+++ Given records

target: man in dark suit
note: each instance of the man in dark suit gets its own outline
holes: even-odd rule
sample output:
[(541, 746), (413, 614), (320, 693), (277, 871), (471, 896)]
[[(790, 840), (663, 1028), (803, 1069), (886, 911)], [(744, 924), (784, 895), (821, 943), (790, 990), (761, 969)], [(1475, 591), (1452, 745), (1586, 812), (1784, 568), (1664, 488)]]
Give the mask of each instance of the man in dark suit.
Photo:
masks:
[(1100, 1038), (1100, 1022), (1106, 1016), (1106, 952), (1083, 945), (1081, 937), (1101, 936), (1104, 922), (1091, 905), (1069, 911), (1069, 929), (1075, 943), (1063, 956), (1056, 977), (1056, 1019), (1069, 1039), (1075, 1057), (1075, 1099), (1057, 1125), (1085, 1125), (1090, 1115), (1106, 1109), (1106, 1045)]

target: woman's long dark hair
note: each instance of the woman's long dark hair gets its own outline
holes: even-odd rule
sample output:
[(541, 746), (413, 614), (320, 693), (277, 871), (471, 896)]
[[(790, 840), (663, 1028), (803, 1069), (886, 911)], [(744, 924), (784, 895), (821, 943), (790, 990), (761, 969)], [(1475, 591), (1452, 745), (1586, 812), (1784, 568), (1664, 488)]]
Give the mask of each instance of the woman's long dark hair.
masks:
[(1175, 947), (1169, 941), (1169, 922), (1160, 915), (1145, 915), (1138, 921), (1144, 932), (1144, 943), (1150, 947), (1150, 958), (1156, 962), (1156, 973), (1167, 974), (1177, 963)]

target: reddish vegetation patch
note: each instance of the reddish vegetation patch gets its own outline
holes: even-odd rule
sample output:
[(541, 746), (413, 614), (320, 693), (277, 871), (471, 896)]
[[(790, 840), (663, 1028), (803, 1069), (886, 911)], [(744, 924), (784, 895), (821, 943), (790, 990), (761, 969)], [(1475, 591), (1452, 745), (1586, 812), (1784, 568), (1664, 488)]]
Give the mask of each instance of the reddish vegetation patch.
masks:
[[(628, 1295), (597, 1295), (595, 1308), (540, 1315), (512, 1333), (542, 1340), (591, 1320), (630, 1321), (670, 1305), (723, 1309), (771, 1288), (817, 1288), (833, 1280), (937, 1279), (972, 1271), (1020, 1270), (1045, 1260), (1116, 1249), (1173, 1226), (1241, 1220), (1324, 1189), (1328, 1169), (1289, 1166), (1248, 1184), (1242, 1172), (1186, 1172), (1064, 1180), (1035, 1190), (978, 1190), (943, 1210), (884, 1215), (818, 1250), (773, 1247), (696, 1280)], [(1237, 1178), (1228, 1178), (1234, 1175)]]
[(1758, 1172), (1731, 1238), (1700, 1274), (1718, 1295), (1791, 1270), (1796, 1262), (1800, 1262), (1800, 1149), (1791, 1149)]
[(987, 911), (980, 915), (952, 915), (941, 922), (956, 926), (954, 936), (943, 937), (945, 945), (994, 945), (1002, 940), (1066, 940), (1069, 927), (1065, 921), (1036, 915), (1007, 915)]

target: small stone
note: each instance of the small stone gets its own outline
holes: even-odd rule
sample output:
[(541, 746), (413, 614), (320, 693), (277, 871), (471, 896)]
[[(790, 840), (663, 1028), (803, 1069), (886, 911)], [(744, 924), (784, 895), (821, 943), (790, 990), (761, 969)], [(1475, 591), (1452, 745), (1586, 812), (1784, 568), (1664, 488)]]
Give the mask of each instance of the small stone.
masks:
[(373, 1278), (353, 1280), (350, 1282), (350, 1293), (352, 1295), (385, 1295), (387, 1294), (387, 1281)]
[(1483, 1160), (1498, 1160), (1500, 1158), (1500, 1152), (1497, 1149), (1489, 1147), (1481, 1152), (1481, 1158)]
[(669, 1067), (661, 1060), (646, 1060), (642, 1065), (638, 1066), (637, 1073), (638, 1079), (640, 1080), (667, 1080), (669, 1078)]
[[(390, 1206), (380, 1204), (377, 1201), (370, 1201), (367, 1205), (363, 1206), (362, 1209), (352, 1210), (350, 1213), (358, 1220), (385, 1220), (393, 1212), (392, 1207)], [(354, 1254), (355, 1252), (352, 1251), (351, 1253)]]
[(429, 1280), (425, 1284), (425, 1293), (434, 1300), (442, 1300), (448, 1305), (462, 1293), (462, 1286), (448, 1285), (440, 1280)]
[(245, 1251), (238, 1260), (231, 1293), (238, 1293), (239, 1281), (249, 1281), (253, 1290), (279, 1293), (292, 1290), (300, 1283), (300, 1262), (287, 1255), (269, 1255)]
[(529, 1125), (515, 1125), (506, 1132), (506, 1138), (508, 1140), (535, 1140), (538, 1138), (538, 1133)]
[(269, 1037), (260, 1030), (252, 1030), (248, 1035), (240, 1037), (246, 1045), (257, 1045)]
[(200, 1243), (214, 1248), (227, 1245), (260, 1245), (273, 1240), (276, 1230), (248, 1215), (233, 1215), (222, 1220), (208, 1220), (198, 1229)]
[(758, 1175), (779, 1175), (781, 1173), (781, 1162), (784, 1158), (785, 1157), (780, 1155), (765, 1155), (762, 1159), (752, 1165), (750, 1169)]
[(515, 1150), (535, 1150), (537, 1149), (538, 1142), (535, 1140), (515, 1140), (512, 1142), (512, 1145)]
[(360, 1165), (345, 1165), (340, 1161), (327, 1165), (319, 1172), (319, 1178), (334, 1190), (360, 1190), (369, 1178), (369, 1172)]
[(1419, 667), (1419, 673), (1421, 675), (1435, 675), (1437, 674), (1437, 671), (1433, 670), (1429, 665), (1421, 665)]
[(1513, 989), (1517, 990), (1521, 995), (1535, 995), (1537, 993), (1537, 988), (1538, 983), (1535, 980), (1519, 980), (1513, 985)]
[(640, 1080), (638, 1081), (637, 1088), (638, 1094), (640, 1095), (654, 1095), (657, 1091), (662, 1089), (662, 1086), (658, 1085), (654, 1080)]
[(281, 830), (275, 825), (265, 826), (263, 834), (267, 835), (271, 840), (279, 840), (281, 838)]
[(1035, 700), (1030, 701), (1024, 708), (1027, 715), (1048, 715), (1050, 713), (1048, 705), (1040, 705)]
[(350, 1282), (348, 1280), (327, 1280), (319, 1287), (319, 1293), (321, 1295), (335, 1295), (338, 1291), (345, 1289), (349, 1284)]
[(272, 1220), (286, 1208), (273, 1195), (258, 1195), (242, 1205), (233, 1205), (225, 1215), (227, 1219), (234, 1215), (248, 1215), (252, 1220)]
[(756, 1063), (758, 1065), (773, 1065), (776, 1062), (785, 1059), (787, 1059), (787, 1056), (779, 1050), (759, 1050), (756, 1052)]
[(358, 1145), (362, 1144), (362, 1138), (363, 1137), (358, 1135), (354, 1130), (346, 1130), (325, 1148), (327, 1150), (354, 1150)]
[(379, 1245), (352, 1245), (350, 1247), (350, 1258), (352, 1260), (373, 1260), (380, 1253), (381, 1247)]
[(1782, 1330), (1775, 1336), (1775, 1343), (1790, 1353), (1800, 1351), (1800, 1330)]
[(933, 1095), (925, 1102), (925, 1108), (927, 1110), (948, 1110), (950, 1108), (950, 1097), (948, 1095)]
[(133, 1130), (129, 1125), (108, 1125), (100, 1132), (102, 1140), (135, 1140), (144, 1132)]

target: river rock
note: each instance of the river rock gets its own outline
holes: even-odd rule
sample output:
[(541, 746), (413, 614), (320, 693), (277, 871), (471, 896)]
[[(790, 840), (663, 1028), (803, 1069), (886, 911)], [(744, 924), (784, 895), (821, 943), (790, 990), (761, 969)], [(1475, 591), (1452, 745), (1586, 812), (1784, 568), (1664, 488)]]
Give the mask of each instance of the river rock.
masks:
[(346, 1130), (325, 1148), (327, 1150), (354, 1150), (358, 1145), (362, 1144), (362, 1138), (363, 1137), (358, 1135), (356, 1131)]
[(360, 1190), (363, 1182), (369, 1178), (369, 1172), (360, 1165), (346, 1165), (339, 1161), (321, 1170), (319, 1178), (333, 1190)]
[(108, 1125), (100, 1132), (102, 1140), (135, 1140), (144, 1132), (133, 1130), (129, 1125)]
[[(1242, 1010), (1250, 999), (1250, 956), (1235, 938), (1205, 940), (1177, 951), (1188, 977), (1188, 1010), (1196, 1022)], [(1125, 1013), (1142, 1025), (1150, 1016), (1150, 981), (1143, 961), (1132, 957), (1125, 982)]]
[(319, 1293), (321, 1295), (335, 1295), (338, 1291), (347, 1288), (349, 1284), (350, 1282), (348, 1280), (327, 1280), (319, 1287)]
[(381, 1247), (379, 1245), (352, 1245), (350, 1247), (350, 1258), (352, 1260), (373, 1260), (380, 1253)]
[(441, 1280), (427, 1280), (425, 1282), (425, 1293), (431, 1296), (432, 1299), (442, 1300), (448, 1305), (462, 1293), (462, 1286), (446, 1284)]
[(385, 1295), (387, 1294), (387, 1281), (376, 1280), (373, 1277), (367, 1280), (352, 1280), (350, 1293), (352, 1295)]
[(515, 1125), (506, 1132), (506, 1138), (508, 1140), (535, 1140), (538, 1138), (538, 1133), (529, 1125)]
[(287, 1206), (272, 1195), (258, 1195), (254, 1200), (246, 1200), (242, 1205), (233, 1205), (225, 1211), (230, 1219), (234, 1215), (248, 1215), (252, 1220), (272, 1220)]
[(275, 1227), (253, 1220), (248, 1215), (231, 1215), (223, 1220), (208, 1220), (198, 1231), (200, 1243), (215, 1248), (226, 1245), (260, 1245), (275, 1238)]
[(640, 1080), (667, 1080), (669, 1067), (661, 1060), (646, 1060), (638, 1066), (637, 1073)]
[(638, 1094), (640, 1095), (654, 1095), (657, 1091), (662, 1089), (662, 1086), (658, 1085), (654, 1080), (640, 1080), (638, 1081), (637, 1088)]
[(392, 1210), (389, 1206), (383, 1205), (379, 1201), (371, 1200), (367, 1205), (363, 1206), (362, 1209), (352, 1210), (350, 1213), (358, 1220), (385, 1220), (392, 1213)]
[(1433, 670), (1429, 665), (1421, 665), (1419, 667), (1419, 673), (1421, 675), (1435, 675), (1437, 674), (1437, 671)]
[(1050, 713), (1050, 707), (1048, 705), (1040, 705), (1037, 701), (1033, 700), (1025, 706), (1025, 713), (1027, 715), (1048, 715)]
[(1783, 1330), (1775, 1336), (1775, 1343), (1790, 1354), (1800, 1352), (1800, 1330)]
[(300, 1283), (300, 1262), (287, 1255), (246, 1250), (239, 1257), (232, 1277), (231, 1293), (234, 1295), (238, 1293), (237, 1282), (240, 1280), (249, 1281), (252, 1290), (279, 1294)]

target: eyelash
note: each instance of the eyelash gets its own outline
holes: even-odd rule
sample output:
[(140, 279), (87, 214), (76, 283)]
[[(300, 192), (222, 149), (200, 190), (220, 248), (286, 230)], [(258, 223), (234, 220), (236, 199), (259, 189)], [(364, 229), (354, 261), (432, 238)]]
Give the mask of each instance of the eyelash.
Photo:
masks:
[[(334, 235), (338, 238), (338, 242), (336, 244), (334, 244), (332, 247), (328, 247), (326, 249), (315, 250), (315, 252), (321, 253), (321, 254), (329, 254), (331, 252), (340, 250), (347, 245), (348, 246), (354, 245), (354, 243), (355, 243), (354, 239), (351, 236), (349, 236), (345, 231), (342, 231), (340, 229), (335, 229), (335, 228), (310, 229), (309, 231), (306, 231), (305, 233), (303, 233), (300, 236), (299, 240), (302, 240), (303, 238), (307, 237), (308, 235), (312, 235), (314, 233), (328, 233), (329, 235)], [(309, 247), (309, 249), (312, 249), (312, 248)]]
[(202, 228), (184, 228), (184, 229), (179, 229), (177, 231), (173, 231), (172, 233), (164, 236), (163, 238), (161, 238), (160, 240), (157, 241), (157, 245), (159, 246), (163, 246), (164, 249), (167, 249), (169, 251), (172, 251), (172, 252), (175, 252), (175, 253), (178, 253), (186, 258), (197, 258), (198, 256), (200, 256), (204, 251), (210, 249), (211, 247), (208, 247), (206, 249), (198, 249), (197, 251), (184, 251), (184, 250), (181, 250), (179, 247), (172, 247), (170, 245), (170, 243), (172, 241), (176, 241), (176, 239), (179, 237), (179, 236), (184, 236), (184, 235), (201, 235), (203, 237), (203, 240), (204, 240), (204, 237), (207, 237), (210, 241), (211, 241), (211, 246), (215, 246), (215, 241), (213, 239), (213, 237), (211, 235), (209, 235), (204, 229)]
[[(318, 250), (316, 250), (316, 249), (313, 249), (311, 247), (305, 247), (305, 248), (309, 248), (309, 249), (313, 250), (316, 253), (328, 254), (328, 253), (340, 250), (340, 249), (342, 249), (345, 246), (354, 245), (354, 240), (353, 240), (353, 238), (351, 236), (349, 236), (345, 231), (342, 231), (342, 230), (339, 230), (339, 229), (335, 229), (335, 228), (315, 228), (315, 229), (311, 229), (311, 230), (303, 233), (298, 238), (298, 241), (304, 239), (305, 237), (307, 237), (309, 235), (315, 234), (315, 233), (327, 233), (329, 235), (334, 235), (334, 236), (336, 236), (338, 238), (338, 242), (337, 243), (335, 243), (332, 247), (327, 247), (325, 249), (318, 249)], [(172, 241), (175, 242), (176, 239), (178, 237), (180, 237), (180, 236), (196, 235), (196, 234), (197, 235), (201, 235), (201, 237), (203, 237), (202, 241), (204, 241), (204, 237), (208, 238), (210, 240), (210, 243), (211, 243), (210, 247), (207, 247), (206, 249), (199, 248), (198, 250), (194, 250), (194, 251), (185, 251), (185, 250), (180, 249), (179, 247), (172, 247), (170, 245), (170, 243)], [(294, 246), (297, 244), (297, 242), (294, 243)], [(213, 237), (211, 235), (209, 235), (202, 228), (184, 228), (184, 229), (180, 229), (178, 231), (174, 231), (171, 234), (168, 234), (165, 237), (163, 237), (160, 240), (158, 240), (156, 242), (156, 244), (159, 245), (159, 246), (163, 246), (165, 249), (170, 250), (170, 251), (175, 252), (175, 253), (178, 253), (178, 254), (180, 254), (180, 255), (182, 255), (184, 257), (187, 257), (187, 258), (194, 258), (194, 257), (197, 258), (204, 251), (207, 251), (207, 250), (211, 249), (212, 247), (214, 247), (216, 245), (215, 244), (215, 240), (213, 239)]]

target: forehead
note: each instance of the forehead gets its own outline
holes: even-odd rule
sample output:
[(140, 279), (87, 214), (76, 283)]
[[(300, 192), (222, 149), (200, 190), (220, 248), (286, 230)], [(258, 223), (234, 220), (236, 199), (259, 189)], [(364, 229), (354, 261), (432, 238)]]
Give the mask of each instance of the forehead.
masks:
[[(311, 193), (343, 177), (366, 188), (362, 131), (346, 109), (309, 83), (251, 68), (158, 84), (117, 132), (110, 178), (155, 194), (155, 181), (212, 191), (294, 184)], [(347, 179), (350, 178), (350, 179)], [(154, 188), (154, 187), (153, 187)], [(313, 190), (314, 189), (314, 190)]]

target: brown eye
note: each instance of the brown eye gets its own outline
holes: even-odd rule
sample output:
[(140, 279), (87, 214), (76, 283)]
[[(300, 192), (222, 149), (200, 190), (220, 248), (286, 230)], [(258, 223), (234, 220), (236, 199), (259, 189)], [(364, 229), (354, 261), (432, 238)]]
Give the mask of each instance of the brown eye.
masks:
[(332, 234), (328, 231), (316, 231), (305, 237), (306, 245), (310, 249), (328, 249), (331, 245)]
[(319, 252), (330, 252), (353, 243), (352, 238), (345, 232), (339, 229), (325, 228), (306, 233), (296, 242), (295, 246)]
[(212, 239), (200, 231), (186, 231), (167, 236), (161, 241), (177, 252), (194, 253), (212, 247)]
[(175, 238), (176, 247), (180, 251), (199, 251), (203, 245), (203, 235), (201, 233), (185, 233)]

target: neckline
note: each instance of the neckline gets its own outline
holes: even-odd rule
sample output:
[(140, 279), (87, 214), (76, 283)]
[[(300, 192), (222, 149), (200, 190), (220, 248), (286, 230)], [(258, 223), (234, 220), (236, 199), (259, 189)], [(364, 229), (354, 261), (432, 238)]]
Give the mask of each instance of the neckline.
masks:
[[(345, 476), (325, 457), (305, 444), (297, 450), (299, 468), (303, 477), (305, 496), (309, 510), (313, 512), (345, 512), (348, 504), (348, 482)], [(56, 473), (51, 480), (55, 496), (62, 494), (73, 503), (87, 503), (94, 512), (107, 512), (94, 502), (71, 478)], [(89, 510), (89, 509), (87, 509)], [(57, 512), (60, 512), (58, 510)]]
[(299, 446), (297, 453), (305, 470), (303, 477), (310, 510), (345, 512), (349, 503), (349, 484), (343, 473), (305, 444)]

++++++

- [Problem to work on]:
From the records above, copy each line that contains the word "brown".

- [Exercise output]:
target: brown eye
note: each instance of the brown eye gets its own outline
Give the mask of each instance of the brown eye.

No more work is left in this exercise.